Pointing and labeling entries:
****************
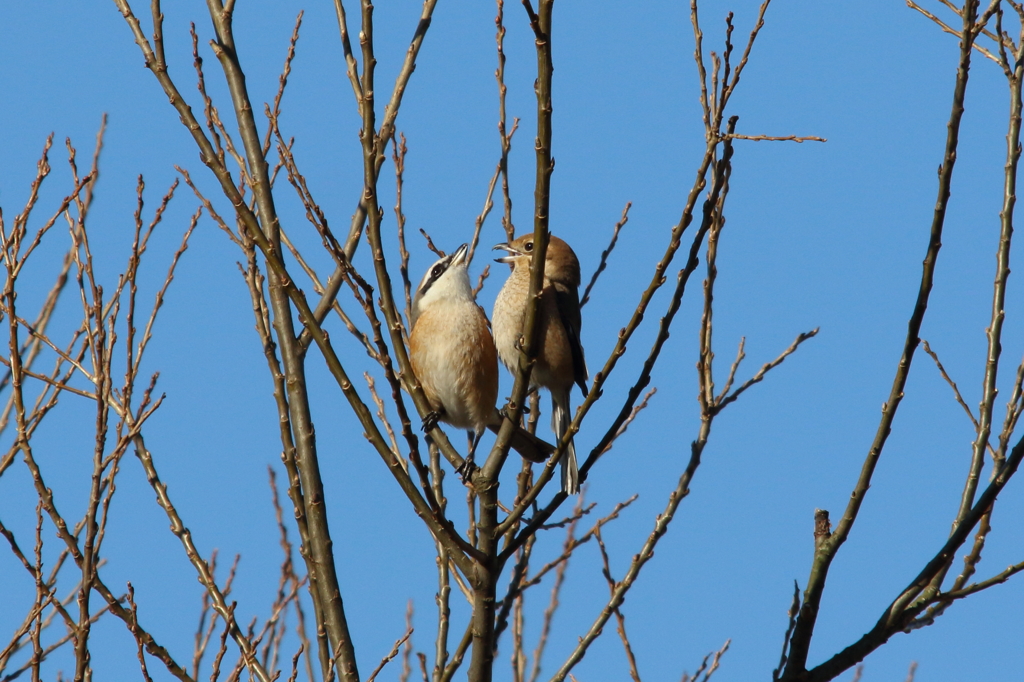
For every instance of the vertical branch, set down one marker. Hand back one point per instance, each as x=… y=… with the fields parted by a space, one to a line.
x=823 y=555
x=506 y=137
x=322 y=565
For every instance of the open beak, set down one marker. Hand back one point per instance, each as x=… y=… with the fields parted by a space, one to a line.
x=505 y=247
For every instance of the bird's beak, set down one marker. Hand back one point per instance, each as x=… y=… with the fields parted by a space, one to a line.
x=505 y=247
x=460 y=254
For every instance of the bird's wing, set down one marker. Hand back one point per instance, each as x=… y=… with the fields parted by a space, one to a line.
x=567 y=299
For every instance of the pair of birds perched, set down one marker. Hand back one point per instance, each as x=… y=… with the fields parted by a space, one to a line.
x=456 y=358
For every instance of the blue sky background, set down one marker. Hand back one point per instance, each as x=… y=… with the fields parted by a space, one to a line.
x=827 y=236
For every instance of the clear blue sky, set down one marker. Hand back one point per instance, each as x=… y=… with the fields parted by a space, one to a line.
x=827 y=236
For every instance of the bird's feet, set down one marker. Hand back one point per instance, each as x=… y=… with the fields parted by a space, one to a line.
x=466 y=470
x=430 y=421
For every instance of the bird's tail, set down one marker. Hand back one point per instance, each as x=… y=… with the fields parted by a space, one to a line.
x=528 y=445
x=560 y=421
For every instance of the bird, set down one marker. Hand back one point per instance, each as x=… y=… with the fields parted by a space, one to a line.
x=454 y=357
x=560 y=361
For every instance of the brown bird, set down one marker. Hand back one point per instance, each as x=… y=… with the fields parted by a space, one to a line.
x=560 y=359
x=453 y=355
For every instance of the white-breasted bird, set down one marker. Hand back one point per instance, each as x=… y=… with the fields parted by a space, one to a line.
x=560 y=361
x=454 y=356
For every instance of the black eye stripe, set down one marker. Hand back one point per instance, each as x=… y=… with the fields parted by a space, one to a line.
x=436 y=271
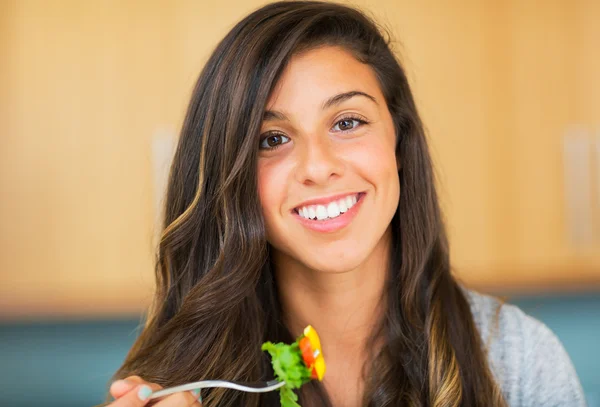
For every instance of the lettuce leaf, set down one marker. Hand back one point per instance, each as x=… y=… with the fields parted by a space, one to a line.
x=289 y=367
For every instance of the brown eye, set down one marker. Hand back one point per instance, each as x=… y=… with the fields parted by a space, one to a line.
x=346 y=124
x=349 y=124
x=272 y=141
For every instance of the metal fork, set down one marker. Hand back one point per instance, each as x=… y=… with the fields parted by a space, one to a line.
x=250 y=387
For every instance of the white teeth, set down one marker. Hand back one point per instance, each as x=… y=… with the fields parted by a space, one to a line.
x=342 y=205
x=349 y=202
x=321 y=212
x=333 y=210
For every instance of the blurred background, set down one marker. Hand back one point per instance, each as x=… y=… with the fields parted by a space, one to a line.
x=92 y=94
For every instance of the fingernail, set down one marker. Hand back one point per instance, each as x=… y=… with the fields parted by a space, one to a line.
x=144 y=392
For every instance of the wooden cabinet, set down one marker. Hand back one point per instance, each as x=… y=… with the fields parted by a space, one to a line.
x=85 y=86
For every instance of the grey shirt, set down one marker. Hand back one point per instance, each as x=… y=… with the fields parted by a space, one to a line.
x=525 y=356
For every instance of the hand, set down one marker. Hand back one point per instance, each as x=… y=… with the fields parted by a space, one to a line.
x=134 y=392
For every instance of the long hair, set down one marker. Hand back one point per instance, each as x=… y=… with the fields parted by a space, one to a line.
x=216 y=296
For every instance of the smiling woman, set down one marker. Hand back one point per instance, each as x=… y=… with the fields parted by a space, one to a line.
x=302 y=193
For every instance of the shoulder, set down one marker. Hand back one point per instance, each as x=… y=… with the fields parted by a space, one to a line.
x=526 y=357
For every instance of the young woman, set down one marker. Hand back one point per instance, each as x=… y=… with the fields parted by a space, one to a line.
x=302 y=191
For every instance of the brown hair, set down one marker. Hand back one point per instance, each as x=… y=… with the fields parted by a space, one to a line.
x=216 y=298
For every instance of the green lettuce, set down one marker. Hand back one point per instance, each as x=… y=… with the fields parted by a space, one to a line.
x=288 y=367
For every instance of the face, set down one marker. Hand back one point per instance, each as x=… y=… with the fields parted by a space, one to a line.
x=327 y=170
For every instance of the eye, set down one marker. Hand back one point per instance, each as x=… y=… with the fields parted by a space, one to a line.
x=271 y=141
x=349 y=123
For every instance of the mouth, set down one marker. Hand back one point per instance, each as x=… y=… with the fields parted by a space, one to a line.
x=330 y=210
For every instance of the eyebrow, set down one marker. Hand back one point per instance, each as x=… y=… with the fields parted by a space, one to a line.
x=332 y=101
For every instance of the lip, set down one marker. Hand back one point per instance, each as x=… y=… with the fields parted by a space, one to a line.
x=335 y=224
x=324 y=200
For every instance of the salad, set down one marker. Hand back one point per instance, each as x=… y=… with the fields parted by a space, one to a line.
x=296 y=364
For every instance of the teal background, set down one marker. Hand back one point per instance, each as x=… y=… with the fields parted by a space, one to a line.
x=69 y=363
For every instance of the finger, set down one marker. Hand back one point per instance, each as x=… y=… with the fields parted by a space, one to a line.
x=182 y=399
x=121 y=387
x=136 y=397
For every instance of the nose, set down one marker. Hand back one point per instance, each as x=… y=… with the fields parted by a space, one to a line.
x=319 y=163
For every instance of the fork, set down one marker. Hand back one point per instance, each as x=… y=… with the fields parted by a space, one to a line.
x=250 y=387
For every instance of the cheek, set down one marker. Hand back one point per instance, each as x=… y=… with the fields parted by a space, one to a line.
x=271 y=188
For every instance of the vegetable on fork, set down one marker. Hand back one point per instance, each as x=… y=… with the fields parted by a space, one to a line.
x=296 y=364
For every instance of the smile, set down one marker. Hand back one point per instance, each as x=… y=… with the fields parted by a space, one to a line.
****************
Set the listing down in full and exactly. Pictures within it should not appear in the copy.

● **Completed task**:
For every instance of the vertical branch, set down one marker. Hand back one point per instance, each as x=… y=… with the fields parted by a space, one to a line.
x=823 y=555
x=506 y=137
x=322 y=565
For every instance of the open beak, set down one marker. Hand back one point per instance, each as x=… y=… with the fields parted by a space, one to a line.
x=505 y=247
For every instance of the bird's beak, set down one marker. Hand back one point per instance, each as x=… y=… with the fields parted by a space, one to a line.
x=505 y=247
x=460 y=254
For every instance of the bird's wing, set down one marker. Hand back one point per instance, each as x=… y=… with the fields parted by a space, one to a line.
x=567 y=299
For every instance of the pair of birds perched, set down one marker. Hand back one point per instance, each as x=… y=… with the fields parted by a space, one to a line.
x=456 y=358
For every instance of the blue sky background, set down one marker. Hand back one point per instance, each as x=… y=… with the fields parted by a space, one to a line.
x=827 y=236
For every instance of the clear blue sky, set down one marker. Hand back one point per instance, each as x=… y=… with the fields parted by a space, one to a line.
x=827 y=236
For every instance of the bird's feet, set down one marker. Hand back one point per instance, each as x=… y=… with the fields parted by a space, one to a line.
x=466 y=470
x=430 y=421
For every instance of the bird's tail, set down one marker. Hand back one point per instance, each as x=… y=… with the fields parted by a space, one to a line.
x=528 y=445
x=560 y=421
For every instance of the bird, set down one marker. Hand back one point per instance, each as x=… y=… with the fields parted by a space, one to a line.
x=454 y=357
x=560 y=361
For every instance of the brown bird, set down one marker. Hand back one point per instance, each as x=… y=… with the fields parted by a space, one to a line.
x=560 y=359
x=453 y=355
For every instance of the white-breasted bird, set down one marker. Hand back one point per instance, each as x=… y=… with the fields parted by a space, one to a line.
x=560 y=361
x=454 y=356
For every instance of the black eye stripe, set down one marker. Hand back one point per instance, each as x=… y=… with the fields parted by a space, one to a line.
x=436 y=271
For every instance of the lettuce leaf, set down one marker. Hand back one point per instance, each as x=… y=… with the fields parted by a space, one to a line.
x=289 y=367
For every instance of the brown eye, set down one marker. Hand back one point per instance, each as x=… y=… with the fields parted by a space, one to a line.
x=346 y=124
x=349 y=124
x=272 y=141
For every instance of the metal fork, set down one marker. Hand back one point per instance, each as x=… y=… with the fields parted by a space, one to a line.
x=250 y=387
For every instance of the white teeth, set down one marker. Hand back one point per instance, each as x=… y=… with the fields parted by a space, one to a line.
x=342 y=205
x=349 y=202
x=321 y=212
x=333 y=210
For every instance of the blurred background, set down one marker. Hand back one point per instance, each as x=… y=… with the fields parted by a space, one to a line.
x=92 y=94
For every instance of the fingernail, set down one marker. Hand back one point per instance, each as x=… y=… with the fields parted by a space, one to a line.
x=144 y=392
For every instance of the wooden cabinet, set down one marker. Hand back one point per instance, each as x=… y=… with the fields parted by a space, one to a line.
x=85 y=86
For every instance of the grey shirt, set down one marker. Hand back one point per instance, each as x=… y=… with the fields parted by a space, one to a line.
x=525 y=356
For every instance of the hand, set down one marker. Hand back one point per instance, each as x=… y=… with the fields parted by a space, one to a line.
x=134 y=392
For every instance of the long hair, set down one marker. Hand back one point per instance, each as x=… y=… with the fields parted by a space, one to a line.
x=216 y=296
For every instance of the smiling woman, set down one marker. Hand back one point per instance, each as x=… y=… with the fields parted by a space, one to a line.
x=302 y=193
For every instance of the shoulder, set down one marker. Hand back one point per instance, each as x=… y=… with the fields parted by a space, one to a line.
x=526 y=357
For every instance of the young woman, set down one marker. Hand back one point per instance, each as x=… y=… with the fields parted by a space, one to a line.
x=302 y=191
For every instance of the brown hair, set down one marker. Hand back one point per instance, each as x=… y=… with the fields parted by a space, one to a line.
x=216 y=298
For every instance of the green lettuce, set down one marker. Hand back one point per instance, each as x=… y=… with the fields parted by a space, one to a line.
x=288 y=367
For every instance of the face, set down one marker. Hand back one point per instance, each as x=… y=… with the fields parted by a space, one to a line.
x=327 y=170
For every instance of the eye, set down one marker. Hand back one point per instance, each as x=… y=… with the fields parted by a space, one to a line.
x=271 y=141
x=349 y=123
For every instance of the mouth, set down one marker. Hand back one point per instance, each as x=… y=… with the fields parted by a space, one to a line.
x=330 y=210
For every instance of the eyebrow, set down one marker. Hand back one point per instance, each as x=… y=… with the fields parted by a space, one to a line.
x=332 y=101
For every instance of the lip, set down one marker. Hand back one point per instance, each as x=… y=… with the fields parted by a space, one to a line.
x=335 y=224
x=324 y=200
For every instance of the salad, set down one marker. Hand back one point per instance, each as x=… y=… with the fields parted by a space, one to a line.
x=296 y=364
For every instance of the teal background, set down one marker. Hand back one point per instance, each as x=… y=… with the fields parted by a space, one to a line.
x=69 y=363
For every instance of the finger, set down one marker. Hand back one point per instance, each as x=… y=… with the fields parted by a space, one to a line.
x=182 y=399
x=121 y=387
x=136 y=397
For every instance of the nose, set down one marker. Hand back one point per instance, each as x=… y=… with the fields parted by a space, one to a line.
x=319 y=163
For every instance of the fork, set down one marker. Hand back one point per instance, each as x=… y=… with the fields parted by a space, one to a line.
x=250 y=387
For every instance of the cheek, set down one marker. Hand back one point per instance, each as x=… y=… with the fields parted by a space, one to a line.
x=271 y=188
For every instance of the vegetable on fork, set down one marker. Hand back one point per instance, each as x=… y=… with the fields parted by a space, one to a line.
x=296 y=364
For every instance of the smile, set down one marker. Hand back one point per instance, each as x=… y=… with the fields parted by a space, one to a line.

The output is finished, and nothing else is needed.